## 提供された抜粋
- - -
概要
世間で言われる「みずむし」は、足にできるいろいろな病気を含んでいます。足の“みずむし”の3分の2は、人の皮膚の角質を栄養として生きるカビ(真菌)の感染症です。これは白癬菌と呼ばれる菌が原因になっているため、医学用語では足白癬と呼ばれます。皮膚の外側の角層がむけてぼろぼろになったり、湿ってジュクジュクしたりします。一方、“みずむし”の3分の1は湿疹やかぶれなど別の病気が原因といわれています。
白癬菌は足のほかにも、体、頭などさまざまな部位の皮膚に感染します。手足の爪にも入り込んで感染することがあり、この場合は爪水虫(爪白癬)と呼ばれます。
白癬菌が原因の水虫の場合、同居している方との間など人から人に感染する可能性があるため、足白癬と診断された場合には家庭内で感染対策を行う必要があります。
原因
足白癬は、白癬菌というカビ(真菌)の一種が皮膚の最外側の層(角層)に感染・増殖して起こります。白癬菌の感染は、白癬菌のついた人・動物の皮膚や白癬菌が付着したものに直接触れることで起こります。たとえば、以下のような場面で感染が起こりやすくなります。
- - -
## 作業指示
1: 水虫についての文章から、「白癬菌が原因の水虫の場合、同」から「感染が起こりやすくなります。」までを、両端を含めてそのまま引用すること。
2: 水虫についての文章に基づいて、次の問いに答えること。
(a) 足の“みずむし”のうち、カビ(真菌)の感染症が占める割合はどれだけか。
(b) 白癬菌が手足の爪に感染した場合、何と呼ばれるか。
(c) 白癬菌が感染・増殖するのは皮膚のどの層か。
3: 水虫についての文章の続きを、最後の文の後から書き進めてください。
項目は水虫についての文章とは別の出典から取ったものである。

コレクションから保存された項目:
- - -
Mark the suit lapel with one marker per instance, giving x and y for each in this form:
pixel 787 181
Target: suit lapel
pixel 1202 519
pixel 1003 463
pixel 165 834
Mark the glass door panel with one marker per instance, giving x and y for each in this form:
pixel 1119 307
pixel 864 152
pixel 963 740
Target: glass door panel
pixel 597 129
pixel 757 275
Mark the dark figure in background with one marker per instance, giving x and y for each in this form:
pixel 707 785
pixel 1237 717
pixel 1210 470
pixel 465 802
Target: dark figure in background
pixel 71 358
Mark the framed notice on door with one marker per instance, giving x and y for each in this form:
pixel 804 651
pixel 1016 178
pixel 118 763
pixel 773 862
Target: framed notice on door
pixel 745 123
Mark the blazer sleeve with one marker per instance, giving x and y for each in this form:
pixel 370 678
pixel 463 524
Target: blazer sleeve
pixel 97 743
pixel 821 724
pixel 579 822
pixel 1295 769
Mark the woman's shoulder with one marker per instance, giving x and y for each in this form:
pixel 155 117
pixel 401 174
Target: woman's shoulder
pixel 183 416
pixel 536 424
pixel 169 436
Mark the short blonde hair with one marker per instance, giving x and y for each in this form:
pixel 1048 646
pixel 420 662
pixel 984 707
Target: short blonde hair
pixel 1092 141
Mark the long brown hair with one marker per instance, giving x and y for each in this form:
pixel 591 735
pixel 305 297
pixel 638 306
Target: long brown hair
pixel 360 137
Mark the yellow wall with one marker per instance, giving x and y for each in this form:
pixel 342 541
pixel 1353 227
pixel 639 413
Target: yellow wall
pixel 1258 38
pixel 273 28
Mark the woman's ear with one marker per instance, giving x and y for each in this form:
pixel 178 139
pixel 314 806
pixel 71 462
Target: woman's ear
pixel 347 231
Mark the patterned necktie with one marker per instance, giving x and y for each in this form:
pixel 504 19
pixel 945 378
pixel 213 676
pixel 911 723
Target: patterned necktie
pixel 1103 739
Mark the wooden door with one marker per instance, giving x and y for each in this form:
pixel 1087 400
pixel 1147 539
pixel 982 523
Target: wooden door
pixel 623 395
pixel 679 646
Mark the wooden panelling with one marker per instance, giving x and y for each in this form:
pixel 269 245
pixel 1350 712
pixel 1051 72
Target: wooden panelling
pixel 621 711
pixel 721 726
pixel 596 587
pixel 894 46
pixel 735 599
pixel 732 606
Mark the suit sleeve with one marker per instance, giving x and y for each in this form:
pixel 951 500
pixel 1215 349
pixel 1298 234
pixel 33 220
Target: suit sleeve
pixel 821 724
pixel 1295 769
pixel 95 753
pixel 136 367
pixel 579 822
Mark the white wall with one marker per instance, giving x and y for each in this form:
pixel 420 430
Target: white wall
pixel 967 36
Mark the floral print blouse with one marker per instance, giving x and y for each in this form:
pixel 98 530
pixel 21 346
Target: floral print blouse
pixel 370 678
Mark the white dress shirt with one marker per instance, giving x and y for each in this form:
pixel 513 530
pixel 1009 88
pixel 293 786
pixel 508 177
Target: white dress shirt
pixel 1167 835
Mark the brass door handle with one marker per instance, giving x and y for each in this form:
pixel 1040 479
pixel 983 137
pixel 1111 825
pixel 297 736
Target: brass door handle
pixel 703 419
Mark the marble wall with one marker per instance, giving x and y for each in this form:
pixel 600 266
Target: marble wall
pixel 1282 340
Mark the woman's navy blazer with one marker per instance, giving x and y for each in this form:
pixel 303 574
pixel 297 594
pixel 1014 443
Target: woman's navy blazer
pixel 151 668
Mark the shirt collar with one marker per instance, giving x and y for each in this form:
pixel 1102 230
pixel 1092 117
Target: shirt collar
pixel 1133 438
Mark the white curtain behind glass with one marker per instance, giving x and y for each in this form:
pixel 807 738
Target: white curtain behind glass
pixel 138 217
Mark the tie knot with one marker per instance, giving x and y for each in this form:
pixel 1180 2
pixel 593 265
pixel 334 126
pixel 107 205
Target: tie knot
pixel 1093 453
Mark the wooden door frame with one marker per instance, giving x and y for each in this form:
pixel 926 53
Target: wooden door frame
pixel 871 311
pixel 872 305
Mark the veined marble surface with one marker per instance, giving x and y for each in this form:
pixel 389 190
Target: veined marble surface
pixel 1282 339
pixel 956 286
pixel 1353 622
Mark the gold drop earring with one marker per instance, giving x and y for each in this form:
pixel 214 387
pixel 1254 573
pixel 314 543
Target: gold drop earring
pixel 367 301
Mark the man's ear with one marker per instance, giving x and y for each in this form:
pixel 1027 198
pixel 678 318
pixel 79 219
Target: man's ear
- - -
## 解答一覧
1:
白癬菌が原因の水虫の場合、同居している方との間など人から人に感染する可能性があるため、足白癬と診断された場合には家庭内で感染対策を行う必要があります。
原因
足白癬は、白癬菌というカビ(真菌)の一種が皮膚の最外側の層(角層)に感染・増殖して起こります。白癬菌の感染は、白癬菌のついた人・動物の皮膚や白癬菌が付着したものに直接触れることで起こります。たとえば、以下のような場面で感染が起こりやすくなります。

2:
(a) 3分の2
(b) 爪水虫(爪白癬)
(c) 皮膚の最外側の層(角層)

3:
- 同居人が白癬菌を散布している
- プール、風呂場の脱衣所を裸足で歩く
- 格闘技やスポーツでほかの人の患部と接触してしまう
- 猫などペットと密に触れる など
また、次の条件に当てはまる方は、足白癬にかかりやすく、かつ悪化しやすい傾向があります。
- 足の指が太く、足指同士が接触しやすい
- 汗をかきやすく、靴の中の湿度が高い
家族に足白癬の方がいる場合、同居家族にカビを移してしまうことが多いため、気になったお1人だけを治療しても、繰り返し足白癬にかかる心配があります。足白癬と診断された場合、家族全員、少なくとも“水虫”の症状のある人は皮膚科医による診断と治療を受けることが重要です。
症状
足の指の間の皮がむけ、ときには皮膚が湿ってジュクジュクすることがあります。あるいは、足の裏の皮膚の角質がむけたり、厚くなってごわごわした感じになったりします。小さな水ぶくれができることもあります。強いかゆみを伴うことがありますが、かゆみがない足白癬も多く、かゆみの有無は診断に役立ちません。片方の足からうつってくることが多く、軽症例では左右対象に出てくることはまれです。両足に同程度見られた場合はしばしばほかの病気(汗疱、掌蹠膿疱症)が疑われます。
検査・診断
足白癬の可能性がある場合、顕微鏡検査を行います。皮膚の表面のはがれ落ちそうな角質(鱗屑)をピンセットなどで採取し、水酸化カリウム(KOH)という液体で溶かして顕微鏡で観察します。この検査で白癬菌を確認できれば、足白癬と診断できます。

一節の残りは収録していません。